> _STATED EXERCISE_
Rewrite every line of the records below, requests included, scaling each coordinate in the answers by 1.95 and rounding to the nearest whole number, with halves rounded up.

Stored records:
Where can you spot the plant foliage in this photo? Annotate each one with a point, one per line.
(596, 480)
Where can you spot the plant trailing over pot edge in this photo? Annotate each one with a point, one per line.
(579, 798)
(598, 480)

> _OUTPUT FOR THIS EXERCISE_
Where can you spot the plant foliage in this photo? Annotate each one with a point, one per line.
(1162, 936)
Where can you spot the plant trailing over pot edge in this photo? Annotate each one with a point, one per line.
(1129, 1556)
(1166, 936)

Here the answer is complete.